Named object pointing entries
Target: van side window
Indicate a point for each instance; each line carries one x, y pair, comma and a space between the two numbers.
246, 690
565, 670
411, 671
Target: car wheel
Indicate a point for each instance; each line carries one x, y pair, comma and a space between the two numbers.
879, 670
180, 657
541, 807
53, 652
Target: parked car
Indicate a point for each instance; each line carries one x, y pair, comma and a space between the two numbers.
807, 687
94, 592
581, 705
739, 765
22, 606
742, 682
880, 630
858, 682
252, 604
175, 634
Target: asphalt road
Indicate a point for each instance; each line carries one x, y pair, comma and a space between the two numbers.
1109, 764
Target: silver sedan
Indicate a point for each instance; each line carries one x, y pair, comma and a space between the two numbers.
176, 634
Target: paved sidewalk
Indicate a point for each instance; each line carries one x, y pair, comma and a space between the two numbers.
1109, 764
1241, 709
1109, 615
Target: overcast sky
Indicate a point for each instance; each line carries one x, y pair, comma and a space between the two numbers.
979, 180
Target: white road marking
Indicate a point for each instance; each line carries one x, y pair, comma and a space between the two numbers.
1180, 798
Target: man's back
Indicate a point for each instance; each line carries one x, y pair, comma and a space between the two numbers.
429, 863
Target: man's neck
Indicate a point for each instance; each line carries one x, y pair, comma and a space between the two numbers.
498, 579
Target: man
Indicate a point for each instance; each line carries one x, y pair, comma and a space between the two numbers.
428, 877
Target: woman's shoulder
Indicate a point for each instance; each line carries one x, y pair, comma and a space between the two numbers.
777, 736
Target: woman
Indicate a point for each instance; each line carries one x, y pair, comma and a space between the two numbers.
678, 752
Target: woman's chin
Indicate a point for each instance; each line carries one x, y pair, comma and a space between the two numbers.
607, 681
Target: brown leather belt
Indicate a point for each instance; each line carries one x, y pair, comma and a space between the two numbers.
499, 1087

• _Aim of the exercise_:
Write the listing out again, exactly as it reads.

• _Full output_:
Target: van side window
Indicate a point for each instance; each line carries one x, y pair, comma and a space between the two numbers.
246, 690
565, 670
411, 671
Target: car wheel
Indicate a point for each instance; each line carries one x, y pair, comma and a space between the two numbers.
879, 670
180, 657
541, 807
53, 652
Target: parked car
Indicate a point for each instance; each line carries one x, y pair, comma and a space between the two numbers.
807, 687
94, 592
581, 705
739, 765
22, 606
742, 682
880, 630
858, 682
252, 604
175, 634
Target: asphalt road
Indicate a point for each instance; each line carries one x, y pair, comma and a space between the two numbers.
1109, 764
Target: silver sedan
Indicate a point for each instance; each line carries one x, y pair, comma and a space between the two numbers.
176, 634
Target: paved sidewalk
Indicate a point for each instance; each line carries one x, y pair, comma and a space between the two numbers.
1109, 764
1241, 709
1109, 615
Target: overcast sky
Indicate a point for each instance; each line carries one x, y pair, comma and a space between the two numbers.
979, 180
Target: white road marking
Indicate a point for each instance; each line carries one x, y pair, comma and a space between the two numbers.
1180, 798
Target: man's back
Indicate a point for each instance; each line carries one x, y pair, comma and a space between the two numbers.
429, 863
Target: man's neck
Indicate a point for each instance; each line carries one x, y pair, comma and a space between the two numbers.
498, 579
Target: man
Indicate a point for each instance; each line carries one x, y pair, comma and a space between the two numbers.
428, 877
Target: woman's shoulder
Indicate a point for each instance; each line carries one x, y pair, comma and a space between the two numbers.
777, 736
Target: woman
Indicate a point for each instance; each line carries one x, y pair, comma and a space between the two numbers.
678, 752
Target: woman's chin
Indicate a point for each instance; each line carries one x, y pair, comma and a space between the two numbers.
607, 681
Target: brown leather belt
Indicate a point for each instance; each line carries one x, y pair, comma and a space between the two numbers.
499, 1087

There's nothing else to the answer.